Listed records:
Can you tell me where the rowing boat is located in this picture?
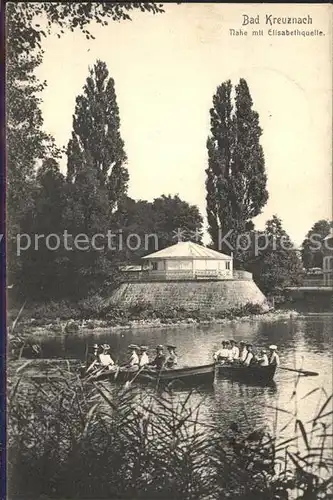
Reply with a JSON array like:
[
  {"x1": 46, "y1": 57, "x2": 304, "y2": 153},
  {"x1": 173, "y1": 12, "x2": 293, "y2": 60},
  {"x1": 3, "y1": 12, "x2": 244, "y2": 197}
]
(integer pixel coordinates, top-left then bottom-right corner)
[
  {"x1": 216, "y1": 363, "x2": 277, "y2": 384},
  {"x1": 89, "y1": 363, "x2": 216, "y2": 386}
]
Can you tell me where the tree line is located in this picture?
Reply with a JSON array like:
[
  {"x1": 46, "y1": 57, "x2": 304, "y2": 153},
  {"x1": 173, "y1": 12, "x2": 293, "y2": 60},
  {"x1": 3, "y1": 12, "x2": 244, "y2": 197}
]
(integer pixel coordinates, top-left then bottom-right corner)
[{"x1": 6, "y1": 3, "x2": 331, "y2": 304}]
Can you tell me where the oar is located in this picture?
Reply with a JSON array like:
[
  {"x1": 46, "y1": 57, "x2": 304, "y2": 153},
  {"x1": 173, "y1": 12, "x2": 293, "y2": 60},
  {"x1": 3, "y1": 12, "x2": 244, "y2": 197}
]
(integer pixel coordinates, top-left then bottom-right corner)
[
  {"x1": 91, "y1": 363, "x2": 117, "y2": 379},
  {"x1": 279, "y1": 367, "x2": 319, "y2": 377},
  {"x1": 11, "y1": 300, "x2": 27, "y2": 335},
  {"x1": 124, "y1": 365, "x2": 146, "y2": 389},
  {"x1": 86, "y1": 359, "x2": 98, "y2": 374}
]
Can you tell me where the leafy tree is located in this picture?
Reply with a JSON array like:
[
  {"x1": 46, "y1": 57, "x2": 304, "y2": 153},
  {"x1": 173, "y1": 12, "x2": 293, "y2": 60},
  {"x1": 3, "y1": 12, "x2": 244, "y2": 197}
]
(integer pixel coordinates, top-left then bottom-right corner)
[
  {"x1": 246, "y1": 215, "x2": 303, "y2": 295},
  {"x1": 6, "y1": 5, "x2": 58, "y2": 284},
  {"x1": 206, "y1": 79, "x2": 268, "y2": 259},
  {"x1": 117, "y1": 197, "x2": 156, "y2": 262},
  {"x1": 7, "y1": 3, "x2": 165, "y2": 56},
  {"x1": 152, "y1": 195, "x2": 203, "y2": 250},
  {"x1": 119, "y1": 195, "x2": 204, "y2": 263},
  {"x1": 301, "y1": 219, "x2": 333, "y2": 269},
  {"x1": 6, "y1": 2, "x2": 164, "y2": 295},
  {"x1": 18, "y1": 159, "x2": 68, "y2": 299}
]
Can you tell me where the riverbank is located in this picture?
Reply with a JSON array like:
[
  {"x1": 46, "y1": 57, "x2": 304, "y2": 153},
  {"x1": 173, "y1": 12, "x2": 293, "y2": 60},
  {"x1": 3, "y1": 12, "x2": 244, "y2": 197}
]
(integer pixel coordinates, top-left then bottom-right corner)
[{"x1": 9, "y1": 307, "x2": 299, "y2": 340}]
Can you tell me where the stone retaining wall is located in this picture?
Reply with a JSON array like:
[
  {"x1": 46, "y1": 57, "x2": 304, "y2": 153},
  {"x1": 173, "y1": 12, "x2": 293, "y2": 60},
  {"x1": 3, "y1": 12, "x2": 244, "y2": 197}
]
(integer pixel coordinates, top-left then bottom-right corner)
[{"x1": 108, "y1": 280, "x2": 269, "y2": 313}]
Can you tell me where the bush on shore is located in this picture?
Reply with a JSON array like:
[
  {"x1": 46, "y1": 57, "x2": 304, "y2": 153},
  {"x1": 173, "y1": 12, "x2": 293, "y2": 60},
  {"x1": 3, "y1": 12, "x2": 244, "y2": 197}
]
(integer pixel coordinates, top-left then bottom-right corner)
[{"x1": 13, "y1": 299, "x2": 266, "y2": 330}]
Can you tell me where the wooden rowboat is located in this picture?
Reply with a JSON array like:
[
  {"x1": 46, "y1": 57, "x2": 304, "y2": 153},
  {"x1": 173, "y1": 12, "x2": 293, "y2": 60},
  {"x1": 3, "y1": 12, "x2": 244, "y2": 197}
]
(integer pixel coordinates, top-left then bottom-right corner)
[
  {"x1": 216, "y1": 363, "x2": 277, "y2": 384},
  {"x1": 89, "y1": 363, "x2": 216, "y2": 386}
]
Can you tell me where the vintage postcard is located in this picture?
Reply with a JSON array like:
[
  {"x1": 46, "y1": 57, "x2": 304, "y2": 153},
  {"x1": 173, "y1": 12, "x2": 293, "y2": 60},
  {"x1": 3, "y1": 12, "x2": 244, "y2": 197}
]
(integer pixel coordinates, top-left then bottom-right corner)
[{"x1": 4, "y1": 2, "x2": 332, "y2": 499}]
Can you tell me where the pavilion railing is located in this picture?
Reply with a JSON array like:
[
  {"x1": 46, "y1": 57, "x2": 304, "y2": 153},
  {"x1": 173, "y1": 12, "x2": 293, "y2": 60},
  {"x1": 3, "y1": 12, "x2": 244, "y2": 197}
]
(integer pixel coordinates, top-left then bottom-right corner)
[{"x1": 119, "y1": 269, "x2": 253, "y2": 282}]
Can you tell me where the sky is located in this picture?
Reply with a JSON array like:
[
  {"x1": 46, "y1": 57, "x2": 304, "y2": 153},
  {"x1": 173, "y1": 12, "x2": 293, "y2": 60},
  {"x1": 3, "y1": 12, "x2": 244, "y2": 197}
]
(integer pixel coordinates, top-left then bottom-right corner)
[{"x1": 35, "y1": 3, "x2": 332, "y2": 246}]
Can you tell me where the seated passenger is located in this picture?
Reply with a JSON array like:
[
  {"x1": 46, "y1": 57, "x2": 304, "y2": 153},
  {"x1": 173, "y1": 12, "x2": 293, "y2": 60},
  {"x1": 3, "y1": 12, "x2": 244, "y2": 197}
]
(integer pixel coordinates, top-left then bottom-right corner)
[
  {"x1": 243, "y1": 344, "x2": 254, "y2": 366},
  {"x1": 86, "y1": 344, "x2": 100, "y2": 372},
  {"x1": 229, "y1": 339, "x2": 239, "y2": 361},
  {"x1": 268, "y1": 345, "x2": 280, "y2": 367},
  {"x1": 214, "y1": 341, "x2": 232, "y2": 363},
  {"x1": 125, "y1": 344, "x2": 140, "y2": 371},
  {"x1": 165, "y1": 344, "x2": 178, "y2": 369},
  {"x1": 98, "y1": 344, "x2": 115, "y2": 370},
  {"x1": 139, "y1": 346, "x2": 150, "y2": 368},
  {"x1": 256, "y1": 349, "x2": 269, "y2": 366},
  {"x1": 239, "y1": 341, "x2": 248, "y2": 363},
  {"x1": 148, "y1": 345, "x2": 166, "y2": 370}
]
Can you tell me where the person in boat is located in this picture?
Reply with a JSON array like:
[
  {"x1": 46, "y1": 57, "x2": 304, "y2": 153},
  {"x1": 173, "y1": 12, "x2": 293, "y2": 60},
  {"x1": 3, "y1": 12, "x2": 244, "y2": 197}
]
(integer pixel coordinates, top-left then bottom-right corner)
* * *
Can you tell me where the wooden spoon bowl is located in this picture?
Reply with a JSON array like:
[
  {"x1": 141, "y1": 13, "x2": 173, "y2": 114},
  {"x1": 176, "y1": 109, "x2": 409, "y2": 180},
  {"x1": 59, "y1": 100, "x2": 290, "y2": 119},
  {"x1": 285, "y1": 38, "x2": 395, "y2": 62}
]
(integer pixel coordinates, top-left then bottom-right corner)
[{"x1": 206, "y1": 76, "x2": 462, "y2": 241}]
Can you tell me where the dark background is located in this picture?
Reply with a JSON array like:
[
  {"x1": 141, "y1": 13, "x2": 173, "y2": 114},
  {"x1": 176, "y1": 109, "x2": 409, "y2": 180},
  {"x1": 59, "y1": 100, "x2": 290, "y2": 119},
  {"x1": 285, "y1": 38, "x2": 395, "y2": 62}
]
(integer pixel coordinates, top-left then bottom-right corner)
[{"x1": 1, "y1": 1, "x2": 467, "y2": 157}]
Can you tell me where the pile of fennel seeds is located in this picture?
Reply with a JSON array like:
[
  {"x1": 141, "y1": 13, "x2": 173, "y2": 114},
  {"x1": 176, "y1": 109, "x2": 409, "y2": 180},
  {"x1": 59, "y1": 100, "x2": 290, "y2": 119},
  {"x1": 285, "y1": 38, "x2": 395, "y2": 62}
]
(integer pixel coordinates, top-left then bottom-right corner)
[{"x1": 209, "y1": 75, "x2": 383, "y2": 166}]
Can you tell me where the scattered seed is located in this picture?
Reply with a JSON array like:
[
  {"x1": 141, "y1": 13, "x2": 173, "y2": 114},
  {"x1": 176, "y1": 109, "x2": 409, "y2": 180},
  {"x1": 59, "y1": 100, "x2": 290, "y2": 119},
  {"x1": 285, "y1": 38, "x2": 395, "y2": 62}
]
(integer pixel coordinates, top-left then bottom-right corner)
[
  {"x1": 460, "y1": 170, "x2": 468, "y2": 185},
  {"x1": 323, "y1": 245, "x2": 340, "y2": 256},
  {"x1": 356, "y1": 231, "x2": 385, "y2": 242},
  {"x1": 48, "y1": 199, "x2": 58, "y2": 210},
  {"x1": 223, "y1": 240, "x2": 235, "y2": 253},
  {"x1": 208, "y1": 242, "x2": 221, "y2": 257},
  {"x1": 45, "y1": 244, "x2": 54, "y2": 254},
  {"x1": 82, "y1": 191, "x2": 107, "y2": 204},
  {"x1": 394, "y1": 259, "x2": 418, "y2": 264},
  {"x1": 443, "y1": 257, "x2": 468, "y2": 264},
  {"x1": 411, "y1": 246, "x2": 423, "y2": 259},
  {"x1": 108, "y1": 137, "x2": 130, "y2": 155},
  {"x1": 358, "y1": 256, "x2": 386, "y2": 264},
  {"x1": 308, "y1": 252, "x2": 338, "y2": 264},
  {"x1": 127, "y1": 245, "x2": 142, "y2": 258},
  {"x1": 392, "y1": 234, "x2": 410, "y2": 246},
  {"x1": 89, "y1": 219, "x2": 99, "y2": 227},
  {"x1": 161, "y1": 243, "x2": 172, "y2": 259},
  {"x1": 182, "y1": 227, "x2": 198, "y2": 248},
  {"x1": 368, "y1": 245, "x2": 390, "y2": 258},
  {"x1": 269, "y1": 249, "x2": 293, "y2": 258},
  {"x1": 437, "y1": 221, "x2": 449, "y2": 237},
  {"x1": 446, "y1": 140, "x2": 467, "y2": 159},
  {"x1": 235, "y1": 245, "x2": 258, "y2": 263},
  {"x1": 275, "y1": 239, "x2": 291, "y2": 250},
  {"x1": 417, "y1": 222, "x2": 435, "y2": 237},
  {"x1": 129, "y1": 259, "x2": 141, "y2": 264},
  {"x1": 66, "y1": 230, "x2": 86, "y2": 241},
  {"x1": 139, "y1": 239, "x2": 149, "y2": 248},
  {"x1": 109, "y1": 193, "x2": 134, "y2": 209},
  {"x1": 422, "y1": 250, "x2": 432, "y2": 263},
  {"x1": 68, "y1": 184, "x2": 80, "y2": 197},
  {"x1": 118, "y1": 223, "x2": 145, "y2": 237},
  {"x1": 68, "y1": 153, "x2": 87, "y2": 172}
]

Task:
Count lines, not occurrences. State how many lines of the entries contain the word "wooden", and add nothing.

Task response:
2